* [PROVIDED PASSAGE]
..........
However, many BI projects are stalled and/or eventually killed because of a failure by the team to understand accurately what data was required, and how to access it successfully and make it usable. Usability is a key concept. How do you take a dozen columns (with names such as “xtssalescongproc”) and consolidate them in a central fact table that has readable column names, so that end users can leverage self-service BI technologies in the future?

The following are a few general tips to help avoid the pitfalls of navigating access to isolated data:

  1. Establish strong executive sponsorship early. The success of your project will be determined by how deeply and broadly across enterprise stores you have executive mandate. Asking for access is merely 1 percent of the effort. You might be incurring significant time and costs across divisions—often, potentially affecting their service to customers to grant the analysis, access, and/or aggregation that you might be asking of them. In addition, does that division truly understand their own data? How much time are you asking them to analyze and assess even what data and capacity they have to provide for you? Do not underestimate the importance of executive sponsorship or the potential cost of time and resources that you might be asking across other high-value data stores and the people who manage them.
  2. Does anyone truly know the data? This might seem like an obvious question; but, as we have done more of these efforts, it never ceases to surprise how little enterprise customers often know about their own data. Many ambitious BI projects are halted quickly, with a realization that first a project team must perform a full analysis of all enterprise data stores, which can often take months. Simply looking at tables can befuddle architects who are new to the data source, as column names do not inherently describe the data that they contain. Often, applications and stores have merely been maintained and not enhanced over the years, and the intent and design of data stores is tribal knowledge that was lost long ago. Can you effectively look at a 500-plus-table database and understand every relationship without understanding the minutiae of every application that utilizes the store? Using advanced vendor tools and ample time, perhaps. The devil is in the details, and the strength of your dimensions and attributes later depends on your understanding of the raw data sources that are at the base of your aggregation.
  3. Understand local priorities, and consolidate.The highest BI reporting demands are often local/regional in nature (by country/trading domain), which begs the question: Do you truly need a giant, aggregated DW store immediately? Or can you more effectively build a distributed warehouse and BI strategy, focusing on local/regional needs along with corporate? This is explored in more depth in the next section, as there might be significant cost savings, less network saturation, and performance benefits to a decentralized approach.

 

Consider Approaching Data Warehousing in Phases

Many BI and DW projects begin with ambitions to design and build the world’s greatest aggregated, dimensional store ever, with the intention of replicating subsets of the dimensional stores to geographies (the notion of data marts). However, is this approach always necessary or even feasible? Nearly every DW and BI project underestimates the investment of time and resources that it takes to design aggregation and scrub, build, and/or replicate data to independent MOLAP stores to support global enterprise needs.

The maturity and skill of each enterprise to deliver BI solutions can vary greatly, and breaking up the effort into smaller, agile-based deliveries can help your teams gain the experience and expertise that are needed to understand how to deliver against the larger, longer- term objectives. Remember the 80/20 rule: Most of the time, you can deliver 80 percent of the required features from 20 percent of the effort. Consider a simplified approach in phases, as shown in Figure 1.
..........
* [WHAT NEEDS TO BE DONE]
Answer from the passage on BI projects:
(a) According to the tip on executive sponsorship, what percent of the effort is asking for access?
(b) How many tables does the database in the second tip have?
(c) Under the 80/20 rule, what percent of the effort can deliver 80 percent of the required features?
The listing is separate material, unrelated to the passage on BI projects.

* [DATA]
..........
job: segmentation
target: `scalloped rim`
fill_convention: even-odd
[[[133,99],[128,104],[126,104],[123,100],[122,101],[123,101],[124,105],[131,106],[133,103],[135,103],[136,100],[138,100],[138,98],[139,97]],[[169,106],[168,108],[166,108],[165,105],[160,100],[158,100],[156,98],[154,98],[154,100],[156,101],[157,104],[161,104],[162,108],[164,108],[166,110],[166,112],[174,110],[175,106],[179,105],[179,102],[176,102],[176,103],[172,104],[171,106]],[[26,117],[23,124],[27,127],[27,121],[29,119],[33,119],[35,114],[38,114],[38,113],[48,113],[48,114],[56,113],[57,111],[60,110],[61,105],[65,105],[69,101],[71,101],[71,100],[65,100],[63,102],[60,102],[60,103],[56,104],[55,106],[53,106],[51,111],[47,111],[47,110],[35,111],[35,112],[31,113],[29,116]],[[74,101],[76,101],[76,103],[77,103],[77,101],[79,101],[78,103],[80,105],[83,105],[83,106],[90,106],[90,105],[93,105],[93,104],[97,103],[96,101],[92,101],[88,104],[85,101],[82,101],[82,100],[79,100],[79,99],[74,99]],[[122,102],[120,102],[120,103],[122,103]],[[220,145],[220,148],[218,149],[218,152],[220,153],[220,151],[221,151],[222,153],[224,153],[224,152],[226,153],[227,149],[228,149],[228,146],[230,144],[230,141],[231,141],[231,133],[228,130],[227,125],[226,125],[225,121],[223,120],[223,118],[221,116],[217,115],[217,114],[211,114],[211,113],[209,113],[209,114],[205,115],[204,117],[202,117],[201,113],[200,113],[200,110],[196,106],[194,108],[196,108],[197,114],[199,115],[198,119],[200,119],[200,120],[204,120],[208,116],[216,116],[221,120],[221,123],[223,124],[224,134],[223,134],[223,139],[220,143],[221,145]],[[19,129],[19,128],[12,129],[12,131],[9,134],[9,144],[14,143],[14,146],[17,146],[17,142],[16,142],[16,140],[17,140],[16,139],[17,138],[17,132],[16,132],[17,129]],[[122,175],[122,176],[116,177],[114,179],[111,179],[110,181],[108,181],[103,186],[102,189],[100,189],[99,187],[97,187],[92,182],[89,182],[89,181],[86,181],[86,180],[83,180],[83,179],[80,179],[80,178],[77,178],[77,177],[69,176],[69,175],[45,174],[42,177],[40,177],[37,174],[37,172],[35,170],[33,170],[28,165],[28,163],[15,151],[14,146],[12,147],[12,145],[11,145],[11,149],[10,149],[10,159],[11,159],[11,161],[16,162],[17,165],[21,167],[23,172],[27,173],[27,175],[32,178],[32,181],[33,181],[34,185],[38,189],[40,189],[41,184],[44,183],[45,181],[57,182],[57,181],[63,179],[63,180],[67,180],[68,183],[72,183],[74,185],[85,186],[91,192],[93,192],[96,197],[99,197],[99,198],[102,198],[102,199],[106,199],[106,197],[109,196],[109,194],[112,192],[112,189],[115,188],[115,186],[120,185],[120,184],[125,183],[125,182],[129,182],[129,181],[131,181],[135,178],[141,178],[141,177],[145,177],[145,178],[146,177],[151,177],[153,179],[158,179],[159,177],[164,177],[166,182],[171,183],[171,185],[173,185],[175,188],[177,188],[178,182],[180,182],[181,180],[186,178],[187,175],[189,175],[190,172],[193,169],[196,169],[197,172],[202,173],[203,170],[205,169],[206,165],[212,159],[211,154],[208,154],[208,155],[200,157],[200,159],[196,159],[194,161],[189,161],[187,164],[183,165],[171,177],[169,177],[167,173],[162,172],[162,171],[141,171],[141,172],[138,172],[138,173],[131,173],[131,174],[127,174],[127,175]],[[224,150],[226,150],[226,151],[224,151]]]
..........
* [ANSWER SPACE]
(a) 1 percent
(b) 500-plus
(c) 20 percent